**** Exercise data ****
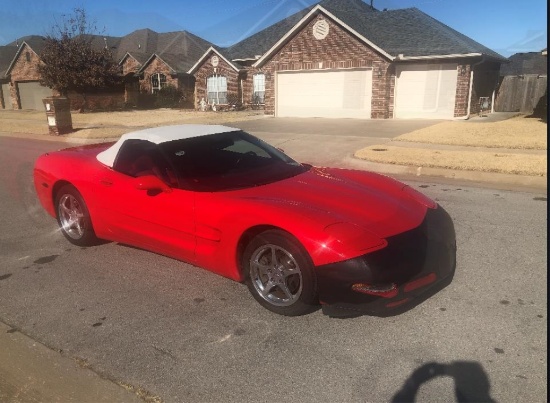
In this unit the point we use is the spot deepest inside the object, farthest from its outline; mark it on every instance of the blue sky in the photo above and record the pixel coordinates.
(506, 26)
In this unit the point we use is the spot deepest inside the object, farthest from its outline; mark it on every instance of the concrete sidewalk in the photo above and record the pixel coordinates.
(31, 372)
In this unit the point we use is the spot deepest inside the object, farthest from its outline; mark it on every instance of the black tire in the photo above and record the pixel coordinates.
(73, 217)
(279, 274)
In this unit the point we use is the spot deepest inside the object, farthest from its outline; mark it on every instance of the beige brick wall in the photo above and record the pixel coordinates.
(339, 50)
(223, 69)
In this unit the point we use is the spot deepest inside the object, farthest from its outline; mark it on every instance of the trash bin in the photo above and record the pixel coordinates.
(58, 113)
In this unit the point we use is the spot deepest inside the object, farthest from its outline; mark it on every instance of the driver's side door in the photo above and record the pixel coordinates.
(159, 219)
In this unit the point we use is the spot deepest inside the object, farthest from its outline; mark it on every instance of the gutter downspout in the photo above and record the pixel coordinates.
(471, 87)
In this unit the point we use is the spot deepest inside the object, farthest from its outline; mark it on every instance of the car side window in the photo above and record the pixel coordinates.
(140, 157)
****
To do –
Transcribe the entries above word for word, but leave every picture out of your copy.

Expected answer –
In this unit the point we use is the spot deepest inside the object, farthest from its outline; mark it on every instance of the blue sky in the photo above and record the pixel coordinates.
(506, 26)
In this unit the point we use is the spot deepest inside the object, farthest from its outline; mark it on every instance of the concrete sidewalk in the photo above and record the pixel coordinates.
(31, 372)
In this unit the point we use is the spot deepest inside the object, farthest from its outline; mark it on every instance of the black tire in the photo above and record the pixel coordinates.
(73, 217)
(279, 274)
In this unit the point we use is the spot deepest inside the object, farthest from its outline; mark it on every instance of the beige brick wall in the photo above and record the pixel coordinates.
(339, 50)
(223, 69)
In this unit the point we use is the spot deepest inside the object, farthest from its outline; mark it on every instance of the trash bin in the photo above and record the pixel coordinates.
(58, 113)
In this unit the point we use is the spot deepest inside the object, farthest from its outline; mark it on every instance of the driver's side door in the photo above and record the pixel coordinates.
(159, 219)
In this unit the point we use is the spot deepest inside the object, farthest from its outline; mark it on every instance of the gutter downspout in the photo above and record the pixel coordinates.
(471, 87)
In this unit the point we use is the spot deepest inside the object, farthest from its outline; mark it on every instance of the car side window in the photo above and record the pixel coordinates.
(140, 157)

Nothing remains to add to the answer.